[Dataset entries]
-.-.-
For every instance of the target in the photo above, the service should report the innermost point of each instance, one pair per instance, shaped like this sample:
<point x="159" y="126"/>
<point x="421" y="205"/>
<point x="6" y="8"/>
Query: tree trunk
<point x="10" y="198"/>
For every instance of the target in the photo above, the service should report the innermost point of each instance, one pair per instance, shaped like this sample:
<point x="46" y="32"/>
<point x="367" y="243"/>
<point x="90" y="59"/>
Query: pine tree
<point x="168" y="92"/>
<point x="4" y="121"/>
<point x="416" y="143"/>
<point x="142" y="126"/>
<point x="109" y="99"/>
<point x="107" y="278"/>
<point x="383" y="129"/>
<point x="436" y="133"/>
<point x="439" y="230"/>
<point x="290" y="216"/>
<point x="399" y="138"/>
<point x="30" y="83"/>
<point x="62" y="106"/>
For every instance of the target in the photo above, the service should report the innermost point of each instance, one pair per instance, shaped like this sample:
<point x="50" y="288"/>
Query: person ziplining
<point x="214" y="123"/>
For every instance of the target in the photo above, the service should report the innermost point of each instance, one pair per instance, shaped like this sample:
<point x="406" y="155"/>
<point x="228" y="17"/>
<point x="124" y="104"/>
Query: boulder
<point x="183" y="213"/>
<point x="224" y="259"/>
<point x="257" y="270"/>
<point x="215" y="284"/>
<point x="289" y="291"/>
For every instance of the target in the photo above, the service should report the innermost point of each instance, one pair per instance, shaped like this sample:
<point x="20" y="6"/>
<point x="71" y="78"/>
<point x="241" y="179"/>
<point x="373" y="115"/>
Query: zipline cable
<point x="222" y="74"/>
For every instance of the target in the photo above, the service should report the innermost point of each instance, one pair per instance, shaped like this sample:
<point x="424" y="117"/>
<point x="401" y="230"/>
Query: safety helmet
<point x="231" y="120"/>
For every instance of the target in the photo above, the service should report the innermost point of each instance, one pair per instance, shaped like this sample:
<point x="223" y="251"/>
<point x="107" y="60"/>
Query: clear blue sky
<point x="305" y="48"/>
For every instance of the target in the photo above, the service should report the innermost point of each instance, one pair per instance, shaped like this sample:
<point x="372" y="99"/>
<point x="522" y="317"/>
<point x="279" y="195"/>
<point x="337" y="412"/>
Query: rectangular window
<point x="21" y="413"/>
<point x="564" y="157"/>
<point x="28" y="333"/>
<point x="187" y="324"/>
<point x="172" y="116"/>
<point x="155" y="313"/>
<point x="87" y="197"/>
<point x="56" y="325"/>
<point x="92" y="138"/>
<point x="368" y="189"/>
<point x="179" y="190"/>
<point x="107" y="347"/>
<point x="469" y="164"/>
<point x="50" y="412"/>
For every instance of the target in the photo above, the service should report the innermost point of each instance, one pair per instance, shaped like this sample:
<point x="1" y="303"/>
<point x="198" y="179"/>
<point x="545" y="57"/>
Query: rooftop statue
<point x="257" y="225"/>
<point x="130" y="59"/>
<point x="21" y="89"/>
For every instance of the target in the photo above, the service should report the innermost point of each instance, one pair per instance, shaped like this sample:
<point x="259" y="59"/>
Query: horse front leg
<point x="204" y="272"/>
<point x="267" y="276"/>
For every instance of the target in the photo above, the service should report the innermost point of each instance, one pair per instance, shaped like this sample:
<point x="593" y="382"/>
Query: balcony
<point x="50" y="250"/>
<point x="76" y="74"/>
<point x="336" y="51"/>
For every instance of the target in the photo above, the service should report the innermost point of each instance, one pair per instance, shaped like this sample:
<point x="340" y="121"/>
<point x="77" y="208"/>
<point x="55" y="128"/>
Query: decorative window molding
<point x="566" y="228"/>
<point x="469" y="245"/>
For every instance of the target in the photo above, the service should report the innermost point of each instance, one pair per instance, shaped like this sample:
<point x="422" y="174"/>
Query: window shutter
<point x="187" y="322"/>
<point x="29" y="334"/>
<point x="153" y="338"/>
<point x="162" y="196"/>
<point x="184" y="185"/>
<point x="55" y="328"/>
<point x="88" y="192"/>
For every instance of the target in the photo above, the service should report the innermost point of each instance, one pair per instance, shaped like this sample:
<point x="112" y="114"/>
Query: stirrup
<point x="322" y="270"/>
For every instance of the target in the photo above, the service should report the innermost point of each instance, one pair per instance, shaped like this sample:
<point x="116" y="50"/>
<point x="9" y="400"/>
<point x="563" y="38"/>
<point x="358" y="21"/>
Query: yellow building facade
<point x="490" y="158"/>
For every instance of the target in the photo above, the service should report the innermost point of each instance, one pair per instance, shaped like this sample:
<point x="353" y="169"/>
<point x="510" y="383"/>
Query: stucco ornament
-.-.-
WHAT IS BEING ASKED |
All records shown above are to be reproduced without any alteration.

YOUR SOLUTION |
For every instance of the target in the photo above, the service should report the innermost point of each instance, one pair per instance, shaped like this sample:
<point x="159" y="126"/>
<point x="421" y="205"/>
<point x="6" y="8"/>
Query: tree trunk
<point x="10" y="198"/>
For every instance of the target in the photo above, the service should report the innermost point of each instance, one pair per instance, shaped like this sample:
<point x="46" y="32"/>
<point x="367" y="243"/>
<point x="90" y="59"/>
Query: pine tree
<point x="168" y="92"/>
<point x="4" y="121"/>
<point x="416" y="143"/>
<point x="142" y="126"/>
<point x="109" y="99"/>
<point x="107" y="278"/>
<point x="383" y="129"/>
<point x="436" y="133"/>
<point x="439" y="230"/>
<point x="290" y="216"/>
<point x="399" y="138"/>
<point x="30" y="83"/>
<point x="62" y="106"/>
For every instance of the target in the photo above, the service should report the innermost point of each instance, one pair per instance, shaped like this sample:
<point x="50" y="288"/>
Query: person ziplining
<point x="214" y="123"/>
For every instance of the target in the photo above, the service should report the innermost point of each instance, one pair per instance, shaped like this sample:
<point x="406" y="155"/>
<point x="228" y="17"/>
<point x="124" y="104"/>
Query: boulder
<point x="183" y="213"/>
<point x="224" y="259"/>
<point x="257" y="270"/>
<point x="215" y="284"/>
<point x="289" y="291"/>
For every instance of the target in the photo above, the service should report the innermost point of each instance, one pair per instance, shaped like this sample:
<point x="20" y="6"/>
<point x="71" y="78"/>
<point x="241" y="179"/>
<point x="373" y="115"/>
Query: zipline cable
<point x="222" y="74"/>
For every instance of the target in the photo above, the service should report the innermost point of each instance, one pair per instance, shaped like this sample:
<point x="424" y="117"/>
<point x="401" y="230"/>
Query: safety helmet
<point x="231" y="120"/>
For every instance of the target in the photo above, the service should report the innermost point of each instance, one pair per instance, shaped like this sample:
<point x="223" y="251"/>
<point x="107" y="60"/>
Query: clear blue sky
<point x="305" y="48"/>
For every instance of the target in the photo above, the service should report the innermost point of each instance, one pair per instance, shaped like this sample:
<point x="372" y="99"/>
<point x="522" y="317"/>
<point x="279" y="195"/>
<point x="337" y="412"/>
Query: rectangular window
<point x="21" y="413"/>
<point x="564" y="157"/>
<point x="28" y="333"/>
<point x="187" y="324"/>
<point x="172" y="116"/>
<point x="155" y="313"/>
<point x="87" y="197"/>
<point x="56" y="325"/>
<point x="92" y="138"/>
<point x="368" y="189"/>
<point x="179" y="190"/>
<point x="107" y="347"/>
<point x="469" y="164"/>
<point x="50" y="412"/>
For every instance of the target in the photo above, the service should report the innermost point of each instance, one pair per instance, shaped like this sample:
<point x="1" y="303"/>
<point x="198" y="179"/>
<point x="545" y="57"/>
Query: rooftop statue
<point x="257" y="225"/>
<point x="130" y="59"/>
<point x="21" y="89"/>
For every instance of the target in the photo above, the service should report the innermost point of each instance, one pair per instance, shaped like this sample:
<point x="259" y="59"/>
Query: horse front leg
<point x="204" y="272"/>
<point x="267" y="276"/>
For every instance of the target in the photo above, the service should report the innermost point of each instance, one pair per instance, shaped like this sample:
<point x="593" y="382"/>
Query: balcony
<point x="50" y="250"/>
<point x="76" y="74"/>
<point x="336" y="51"/>
For every instance of the target in the photo above, the service should report the innermost point of each instance, one pair per instance, shaped like this sample:
<point x="340" y="121"/>
<point x="77" y="208"/>
<point x="55" y="128"/>
Query: decorative window molding
<point x="566" y="228"/>
<point x="469" y="245"/>
For every instance of the target in the photo above, the service should report the innermost point of each instance, one pair per instance, shaped like this sample:
<point x="422" y="174"/>
Query: window shutter
<point x="187" y="322"/>
<point x="29" y="334"/>
<point x="153" y="338"/>
<point x="162" y="196"/>
<point x="184" y="185"/>
<point x="55" y="328"/>
<point x="88" y="192"/>
For every instance of the target in the photo above, the service should report the innermost point of each instance, one pair per instance, shaped like this sample:
<point x="112" y="114"/>
Query: stirrup
<point x="322" y="270"/>
For every instance of the target in the photo above, the service should report the innermost point of each instance, one pair per instance, shaped like this sample:
<point x="116" y="50"/>
<point x="9" y="400"/>
<point x="563" y="38"/>
<point x="358" y="21"/>
Query: yellow building facade
<point x="490" y="158"/>
For every instance of the target in the photo above, the service should report the innermost point of each instance, one pair per instance, shaped like this sample:
<point x="353" y="169"/>
<point x="510" y="383"/>
Query: stucco ornament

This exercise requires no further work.